→ **EXERCISE REQUIREMENTS**
(1) Print the passage of the column on women in commercial television between "It could have" and "of public support.", inclusive.
(2) According to the column on women in commercial television, how was Tracey Spicer given her marching orders by the Ten Network?

December 2, 2006
The Canberra Times
Share:

Chick flick: TV’s misuse of women goes beyond a blonde joke

Breasts, beauty and babies are a poisonous mix for commercial television presenters. The first two are perhaps mandatory for prime time success. But throw in the third, and you’ve got a ticking time bomb.

Motherhood is a well-known career killer in most Australian workplaces, but in the commercial television industry it has a particularly nasty stench. Oddly enough, it’s only male executives that seem to pick up on the scent, detecting the whiff of a women’s use-by-date.

In some cases, maternity provides a neat and dignified departure: think Jessica Rowe. Rowe’s much longed-for pregnancy has given her boss, the Nine network’s Eddie McGuire, a very easy out. Since mid year McGuire has wanted to “bone” Jessica – an inelegant phrase for the axe.

It could have all happened in private, had a former Nine employee not made Eddie’s intention public. Since the embarrassing revelation, a strained truce has kept Jessica on-air hosting The Today Show. But her recent maternity miracle produced a gift for her, and an even bigger gift for Eddie. The conniving boss can now happily wave goodbye at Christmas. No doubt, once her baby is born early next year, we won’t hear of Jessica Rowe again. Which is a great shame, as she has both talent and class.

But one “boned” television presenter who refuses to go quietly is newsreader Tracey Spicer. After fourteen years with the Ten Network, Spicer has just been given her marching orders – via email. This week the unceremonious axing grabbed numerous headlines. And if letter to the newspapers and on web blogs are anything to go by, Spicer has a growing swell of public support.

Plucky and courageous, Spicer is taking Ten to task on what her lawyer describes as “serious allegations of discriminatory behaviour”. The details are guarded, but already the network has strenuously denied claims that Spicer has been dumped because she is getting too old, too ugly or too motherly. Of course Spicer is none of those things, but she’s probably feeling all of them right now, thanks to the very public humiliation of her sacking.

Her lawyer insists Spicer is “a real trooper”. Frankly, few women would have hung on to a job as long as she has, given the impossibly difficult rostering demands she’s endured since having children. On the brink of turning 40, Spicer battled to retain her full-time position after returning to work from her first maternity leave. So tight was her new shift that she couldn’t get home to sleep or feed her child on Sundays. Instead she bunkered down with friends who lived close to the station, for a short kip, before rolling back to work at 7:30am on a Monday. Most women wouldn’t put up with those kinds of conditions. But then, TV news presenting jobs are coveted roles in the commercial world. Once there, clearly Spicer wasn’t going to be easily sidelined, or phased out.

Perhaps the network thought she’d drop out after having her second child. But again, no such luck for Channel Ten. Again Spicer fronted up, willing, able and smiling. But such eagerness and professional readiness counts for nothing if you’re on the nose. She’s lasted just two months back, before they brought down the axe.

This week a Channel Ten source reportedly said Spicer was sacked because they wanted to “freshen” up the networks look. Well that’s fine. So are the network’s aging male presenters on the chopping block too? Is Ron Wilson, who looks old enough to be Spicer’s father, also about to get dumped? And what about the graying and ever more wrinkled Tim Webster? Is he too about to be sacrificed to the demands of youth and a fresher look? I doubt it.

→ **GIVEN MATERIAL**
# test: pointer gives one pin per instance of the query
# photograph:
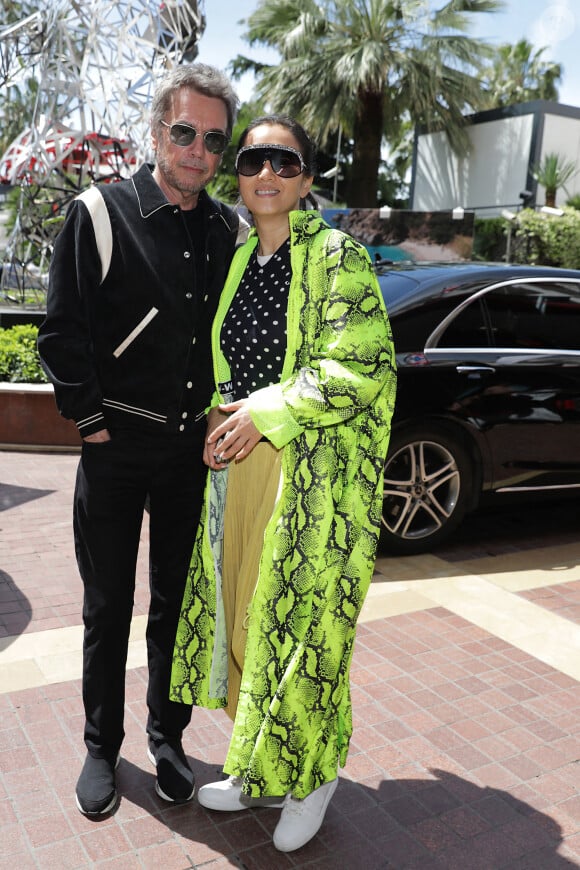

→ **RESULTS OF THE EXERCISE**
(1)
It could have all happened in private, had a former Nine employee not made Eddie’s intention public. Since the embarrassing revelation, a strained truce has kept Jessica on-air hosting The Today Show. But her recent maternity miracle produced a gift for her, and an even bigger gift for Eddie. The conniving boss can now happily wave goodbye at Christmas. No doubt, once her baby is born early next year, we won’t hear of Jessica Rowe again. Which is a great shame, as she has both talent and class.

But one “boned” television presenter who refuses to go quietly is newsreader Tracey Spicer. After fourteen years with the Ten Network, Spicer has just been given her marching orders – via email. This week the unceremonious axing grabbed numerous headlines. And if letter to the newspapers and on web blogs are anything to go by, Spicer has a growing swell of public support.

(2) Via email.